• DIRECTIONS
The required output is the exact run of lines below that opens at the line with "Can you find the man's hand?" and closes at the line with "Can you find the brick pavement?".

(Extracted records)
□ □ □ □

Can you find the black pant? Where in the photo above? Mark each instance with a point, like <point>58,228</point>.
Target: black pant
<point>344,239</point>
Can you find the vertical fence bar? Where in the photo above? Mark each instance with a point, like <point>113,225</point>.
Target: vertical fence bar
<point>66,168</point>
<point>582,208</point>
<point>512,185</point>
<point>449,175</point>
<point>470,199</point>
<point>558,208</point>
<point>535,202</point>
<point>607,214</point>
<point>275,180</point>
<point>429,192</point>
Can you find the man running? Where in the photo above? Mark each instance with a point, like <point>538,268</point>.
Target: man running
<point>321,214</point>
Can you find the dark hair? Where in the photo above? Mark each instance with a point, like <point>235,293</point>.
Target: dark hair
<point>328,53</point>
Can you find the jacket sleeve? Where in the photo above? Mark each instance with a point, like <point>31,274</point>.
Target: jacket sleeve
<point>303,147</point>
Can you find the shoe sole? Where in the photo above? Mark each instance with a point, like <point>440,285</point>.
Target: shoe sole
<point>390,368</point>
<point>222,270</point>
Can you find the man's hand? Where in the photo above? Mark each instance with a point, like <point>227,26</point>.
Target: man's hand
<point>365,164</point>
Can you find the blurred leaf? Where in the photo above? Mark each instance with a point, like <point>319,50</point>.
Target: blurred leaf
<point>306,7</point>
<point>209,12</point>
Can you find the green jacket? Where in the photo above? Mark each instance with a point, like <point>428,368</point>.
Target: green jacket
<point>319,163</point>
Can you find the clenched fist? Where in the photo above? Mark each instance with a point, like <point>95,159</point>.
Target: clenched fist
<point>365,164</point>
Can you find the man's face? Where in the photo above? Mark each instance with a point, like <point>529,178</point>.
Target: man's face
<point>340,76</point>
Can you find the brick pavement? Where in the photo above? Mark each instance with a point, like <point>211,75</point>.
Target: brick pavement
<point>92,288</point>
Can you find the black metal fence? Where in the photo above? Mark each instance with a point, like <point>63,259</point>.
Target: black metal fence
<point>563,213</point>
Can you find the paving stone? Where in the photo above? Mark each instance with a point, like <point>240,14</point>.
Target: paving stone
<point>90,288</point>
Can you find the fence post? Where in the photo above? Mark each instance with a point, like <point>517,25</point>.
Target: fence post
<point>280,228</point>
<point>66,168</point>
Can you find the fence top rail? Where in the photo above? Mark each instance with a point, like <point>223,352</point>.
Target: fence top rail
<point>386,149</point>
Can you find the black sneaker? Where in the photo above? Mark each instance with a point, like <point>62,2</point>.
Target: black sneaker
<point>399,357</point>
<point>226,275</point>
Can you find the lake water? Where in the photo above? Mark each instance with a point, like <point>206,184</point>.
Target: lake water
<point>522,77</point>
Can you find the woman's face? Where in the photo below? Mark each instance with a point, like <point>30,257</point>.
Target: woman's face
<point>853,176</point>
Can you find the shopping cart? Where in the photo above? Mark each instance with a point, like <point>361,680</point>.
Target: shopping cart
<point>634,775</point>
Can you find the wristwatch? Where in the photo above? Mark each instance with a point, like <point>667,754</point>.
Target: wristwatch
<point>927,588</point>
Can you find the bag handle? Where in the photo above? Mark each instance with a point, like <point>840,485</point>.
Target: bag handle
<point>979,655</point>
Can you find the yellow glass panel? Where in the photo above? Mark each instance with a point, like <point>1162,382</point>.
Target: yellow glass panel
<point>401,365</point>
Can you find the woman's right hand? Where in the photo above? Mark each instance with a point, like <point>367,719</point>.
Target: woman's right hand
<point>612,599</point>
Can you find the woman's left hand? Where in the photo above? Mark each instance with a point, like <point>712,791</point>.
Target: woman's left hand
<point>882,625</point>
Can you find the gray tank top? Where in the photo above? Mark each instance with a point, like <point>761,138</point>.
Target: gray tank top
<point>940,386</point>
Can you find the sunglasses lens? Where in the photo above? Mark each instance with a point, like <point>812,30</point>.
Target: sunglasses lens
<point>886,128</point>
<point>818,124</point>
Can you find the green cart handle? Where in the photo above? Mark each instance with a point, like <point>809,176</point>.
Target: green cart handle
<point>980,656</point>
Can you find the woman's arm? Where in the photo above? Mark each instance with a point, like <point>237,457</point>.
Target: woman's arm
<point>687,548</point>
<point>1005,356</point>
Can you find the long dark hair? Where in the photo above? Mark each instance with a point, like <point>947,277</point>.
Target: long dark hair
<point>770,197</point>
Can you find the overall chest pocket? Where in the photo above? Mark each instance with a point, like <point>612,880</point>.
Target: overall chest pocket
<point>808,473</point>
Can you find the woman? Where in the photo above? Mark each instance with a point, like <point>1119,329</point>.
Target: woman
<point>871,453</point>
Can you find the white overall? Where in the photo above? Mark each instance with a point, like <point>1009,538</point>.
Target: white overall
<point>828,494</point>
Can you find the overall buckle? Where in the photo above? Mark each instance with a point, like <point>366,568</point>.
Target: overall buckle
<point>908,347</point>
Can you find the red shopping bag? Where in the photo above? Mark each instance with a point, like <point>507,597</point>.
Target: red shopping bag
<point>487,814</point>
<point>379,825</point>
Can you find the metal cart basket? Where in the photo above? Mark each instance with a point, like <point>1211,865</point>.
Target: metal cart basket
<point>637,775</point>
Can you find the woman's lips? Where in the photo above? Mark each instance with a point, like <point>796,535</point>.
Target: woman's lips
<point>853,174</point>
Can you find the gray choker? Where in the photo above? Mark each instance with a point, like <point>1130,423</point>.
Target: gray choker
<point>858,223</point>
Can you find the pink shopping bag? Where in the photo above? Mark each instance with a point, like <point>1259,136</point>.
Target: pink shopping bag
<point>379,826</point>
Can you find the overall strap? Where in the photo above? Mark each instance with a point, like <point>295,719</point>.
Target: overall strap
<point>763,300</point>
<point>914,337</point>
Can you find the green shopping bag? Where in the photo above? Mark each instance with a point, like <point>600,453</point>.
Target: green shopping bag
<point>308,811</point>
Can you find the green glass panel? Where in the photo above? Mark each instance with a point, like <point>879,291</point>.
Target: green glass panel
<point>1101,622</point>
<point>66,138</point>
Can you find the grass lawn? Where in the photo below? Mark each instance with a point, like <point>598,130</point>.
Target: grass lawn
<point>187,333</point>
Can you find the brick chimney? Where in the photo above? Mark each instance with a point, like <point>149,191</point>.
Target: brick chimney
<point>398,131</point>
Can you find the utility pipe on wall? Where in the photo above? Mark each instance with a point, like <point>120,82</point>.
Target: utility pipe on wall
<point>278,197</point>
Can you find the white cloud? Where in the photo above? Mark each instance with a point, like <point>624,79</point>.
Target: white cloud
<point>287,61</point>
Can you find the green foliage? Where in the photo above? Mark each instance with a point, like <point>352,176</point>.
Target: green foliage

□ □ □ □

• EXPECTED ANSWER
Can you find the man's hand? Where in the photo above? Mark each instance with a point, like <point>227,26</point>.
Target: man's hand
<point>365,164</point>
Can you find the blurred leaf? Where in the photo above? Mark each instance with a point, like <point>319,50</point>.
Target: blurred leaf
<point>306,7</point>
<point>209,12</point>
Can you find the green jacket? Where in the photo above? Mark each instance with a point, like <point>428,368</point>.
Target: green jacket
<point>319,163</point>
Can you find the clenched fist? Where in the photo above? Mark each instance with a point, like <point>95,159</point>.
Target: clenched fist
<point>365,164</point>
Can you find the man's face? Where in the photo above? Mark each instance with a point, like <point>529,178</point>.
Target: man's face
<point>340,76</point>
Can you find the brick pavement? Where in the photo above? Mark each instance with a point, like <point>211,75</point>.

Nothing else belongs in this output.